== Texte fourni

Le vent s'est levé dans la nuit d'
Espinavell, petit village catalan. De mon lit , je vois le grand arbre nu secouer ses branches auxquelles sont accrochées des étoiles, les étoiles d'Orion . Le ciel est d'encre et les étoiles pétillent comme des diamants. Mais ce ne sont pas encore ceux du Costabonne qui veille quelque part là haut, glacé dans la nuit glacée. Le vent, par bourrasques, me secoue et les étoiles d' Orion, enfin libérées, poursuivent leur course doucement vers le sud. Je m'éveille dans une aube glacée, 1° dans ma chambre, j'allume le chauffage et j'attends que la dernière étoile d'Orion ait basculé derrière la colline. Alors je peux aller à la rencontre du Costabonne. Le vent furieux compromet mes chances de le gravir mais au moins j'irai à sa rencontre. Au gré du vent glacé. Au gré de mes envies.

====
== Données

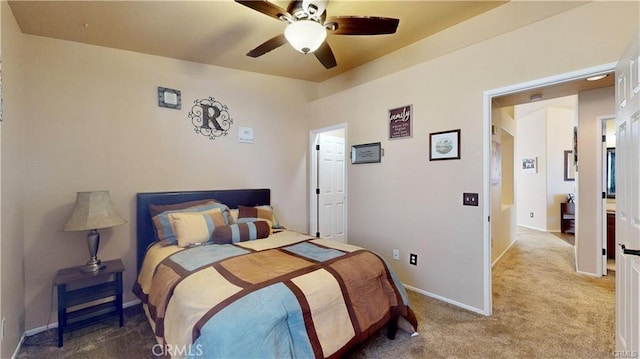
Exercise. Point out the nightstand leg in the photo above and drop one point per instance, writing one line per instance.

====

Consignes:
(1) D'après le texte sur Espinavell, quel genre de localité est Espinavell ?
(2) Relevez tous les noms propres qui figurent dans le texte sur Espinavell.
(3) Poursuivez le récit sur Espinavell et le Costabonne à partir de sa dernière phrase.

Réponses par tâche:
(1) Un petit village catalan.

(2) Espinavell, Orion, Costabonne

(3)
|
Depuis Espinavell, le Costabonne |
Une piste de 9 km commencée à la lumière des phares, m'élève vers les hauteurs où un paysage grandiose m'accueille aux premiers rayons du soleil levant sur la mer qui teinte tout d'ocre quelques minutes seulement. C'est grandiose, le vent est puissant.
|
Les Pyrénées comme si leurs volcans se réveillaient |
|
Lever de soleil sur la mer (et les nuages) |
|
La piste et le Costabonne, des couleurs de Colorado |
Se garer et extraire les affaires des coffres est déjà un sport, il faut loger le camion dans l'axe du vent. Je suis à 1991 m: La Collada Fonda. je comprends vite que ce sera la tenue exceptionnelle: "la tenue Yéti". Tout est en double et ayant oublié la cagoule, j'improvise, le minimum de peau au vent sera de sortie. Bien sur cela donne une allure de cachalot mais c'est du "cache au vent".
Deux filles se garent à côté de moi, nous partons ensemble et avons l'air de trois fétus de paille...Autant en emporte le vent. Seul le chien tient le coup, normal, son centre de gravité...n'est ce pas ? Je change de cap, je tourne le dos au parcours prévu et je me "cache" derrière la montagne, plein est, relativement sous le vent.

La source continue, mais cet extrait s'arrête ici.